Exercise prompt
Lay out the records below, from the line with "the blue and" to the line with "[(552, 477), (265, 473)]" (both lines included), as a two-column CSV with the columns record_text and answer. Give one row per record, with each field in quotation marks and line breaks replaced by spaces.

Entries supplied

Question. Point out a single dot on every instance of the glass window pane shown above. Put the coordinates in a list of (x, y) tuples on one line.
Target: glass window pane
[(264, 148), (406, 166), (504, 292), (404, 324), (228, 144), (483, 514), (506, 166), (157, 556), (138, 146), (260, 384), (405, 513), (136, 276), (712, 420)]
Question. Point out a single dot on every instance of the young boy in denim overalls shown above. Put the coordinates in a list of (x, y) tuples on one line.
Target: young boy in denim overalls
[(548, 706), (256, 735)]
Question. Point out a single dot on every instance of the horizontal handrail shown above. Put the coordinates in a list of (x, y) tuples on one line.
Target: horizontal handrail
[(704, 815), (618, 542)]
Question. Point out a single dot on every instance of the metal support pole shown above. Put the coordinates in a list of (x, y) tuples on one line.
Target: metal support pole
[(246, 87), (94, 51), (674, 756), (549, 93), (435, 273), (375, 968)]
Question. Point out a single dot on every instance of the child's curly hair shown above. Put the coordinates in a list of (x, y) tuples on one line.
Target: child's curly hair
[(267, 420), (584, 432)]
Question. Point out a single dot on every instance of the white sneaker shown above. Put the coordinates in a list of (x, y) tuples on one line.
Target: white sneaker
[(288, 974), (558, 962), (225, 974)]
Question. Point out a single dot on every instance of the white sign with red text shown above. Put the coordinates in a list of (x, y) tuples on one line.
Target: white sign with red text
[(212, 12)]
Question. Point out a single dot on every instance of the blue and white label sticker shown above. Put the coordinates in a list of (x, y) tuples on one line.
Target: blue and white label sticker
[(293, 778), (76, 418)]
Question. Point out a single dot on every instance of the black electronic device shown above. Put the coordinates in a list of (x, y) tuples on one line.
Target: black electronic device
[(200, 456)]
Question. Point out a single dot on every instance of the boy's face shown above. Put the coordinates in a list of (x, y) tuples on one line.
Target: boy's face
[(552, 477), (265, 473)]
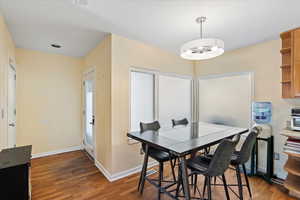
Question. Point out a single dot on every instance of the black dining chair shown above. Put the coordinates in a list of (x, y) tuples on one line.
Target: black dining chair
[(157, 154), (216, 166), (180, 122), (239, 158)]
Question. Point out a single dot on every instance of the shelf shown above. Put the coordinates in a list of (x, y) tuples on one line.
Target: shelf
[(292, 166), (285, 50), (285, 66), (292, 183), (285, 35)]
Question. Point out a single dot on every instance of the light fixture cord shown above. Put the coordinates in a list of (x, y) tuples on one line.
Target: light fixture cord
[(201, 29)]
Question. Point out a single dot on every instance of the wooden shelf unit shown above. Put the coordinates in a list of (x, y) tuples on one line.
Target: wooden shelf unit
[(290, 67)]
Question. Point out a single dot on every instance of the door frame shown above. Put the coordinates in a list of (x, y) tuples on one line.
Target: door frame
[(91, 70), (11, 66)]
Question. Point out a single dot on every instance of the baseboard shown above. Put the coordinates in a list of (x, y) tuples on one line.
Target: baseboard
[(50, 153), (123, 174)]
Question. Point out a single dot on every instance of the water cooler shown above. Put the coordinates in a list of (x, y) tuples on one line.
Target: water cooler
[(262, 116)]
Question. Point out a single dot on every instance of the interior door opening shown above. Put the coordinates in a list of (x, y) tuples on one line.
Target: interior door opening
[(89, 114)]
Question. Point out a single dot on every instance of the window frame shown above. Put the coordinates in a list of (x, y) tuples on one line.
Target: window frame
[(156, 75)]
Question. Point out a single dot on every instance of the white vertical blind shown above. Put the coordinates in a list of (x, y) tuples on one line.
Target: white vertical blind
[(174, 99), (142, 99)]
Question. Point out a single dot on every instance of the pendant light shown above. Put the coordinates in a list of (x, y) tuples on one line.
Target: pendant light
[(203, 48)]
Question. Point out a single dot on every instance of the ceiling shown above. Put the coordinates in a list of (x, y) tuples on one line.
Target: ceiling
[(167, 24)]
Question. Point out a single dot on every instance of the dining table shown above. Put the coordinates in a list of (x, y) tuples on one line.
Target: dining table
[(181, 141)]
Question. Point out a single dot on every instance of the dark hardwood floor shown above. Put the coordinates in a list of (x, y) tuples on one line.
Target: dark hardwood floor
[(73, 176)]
---
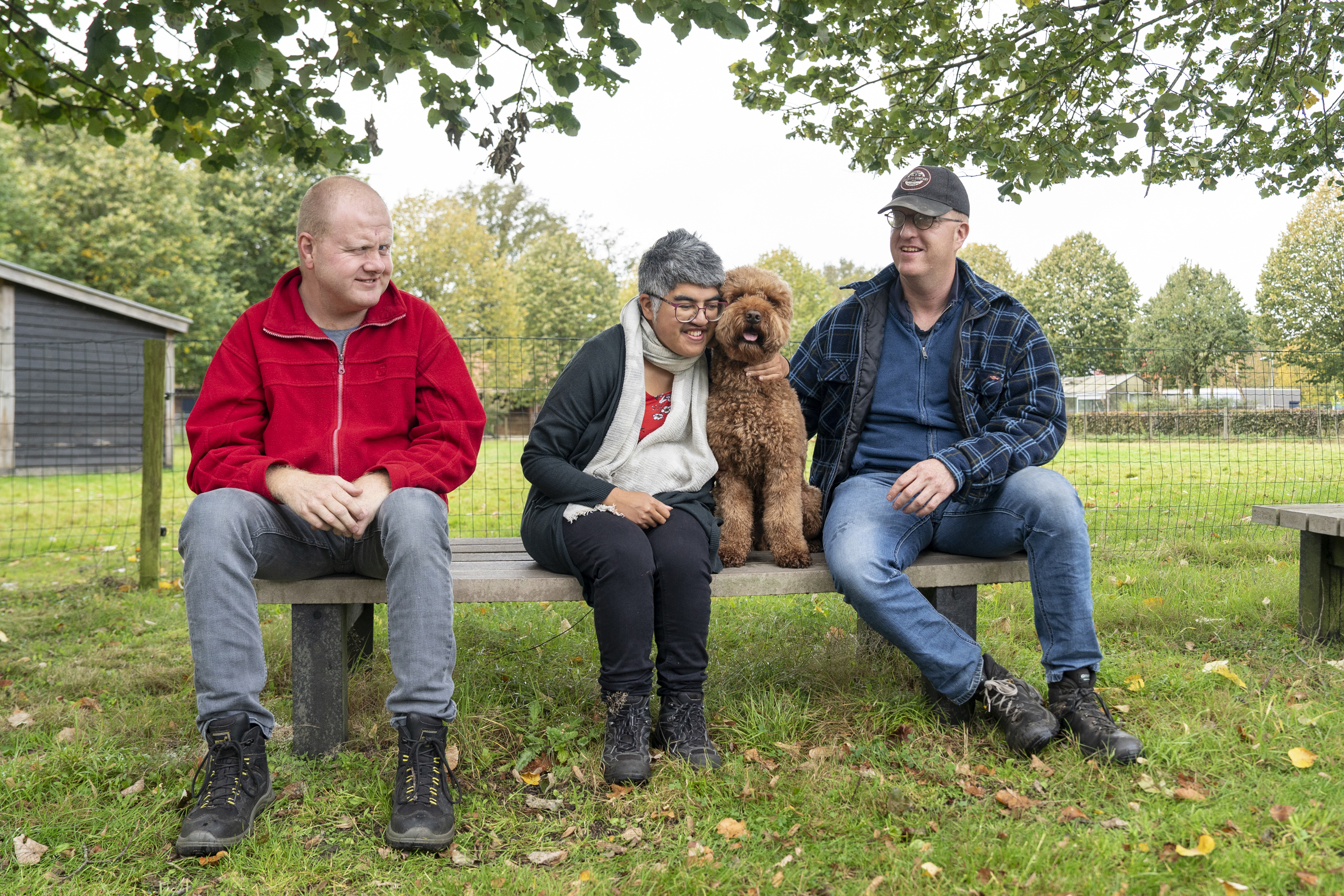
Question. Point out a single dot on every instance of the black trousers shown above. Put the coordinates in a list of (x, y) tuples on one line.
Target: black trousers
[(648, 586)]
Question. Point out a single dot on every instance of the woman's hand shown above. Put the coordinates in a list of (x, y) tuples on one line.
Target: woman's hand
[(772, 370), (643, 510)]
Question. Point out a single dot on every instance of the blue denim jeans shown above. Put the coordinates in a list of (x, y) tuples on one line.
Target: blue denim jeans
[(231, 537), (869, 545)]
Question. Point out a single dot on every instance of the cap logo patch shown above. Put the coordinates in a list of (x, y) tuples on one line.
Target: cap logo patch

Result
record_text,answer
"Question. Point out a single dot on every instance of the blue and white label sticker shown above. Put the coordinates in a list of (x, y) tuples on one line. Target: blue and white label sticker","[(293, 778), (76, 418)]"
"Question. Point out a single dot on every instance of the black electronic device shown above. Put the coordinates in a list of (x, y) tuples on one line. Target: black electronic device","[(200, 456)]"
"Question. Point out a single dot on every instance of the boy's face shown above. Put the coordinates in a list of (x, y) tuples on one line. Target: boy's face","[(552, 477), (265, 473)]"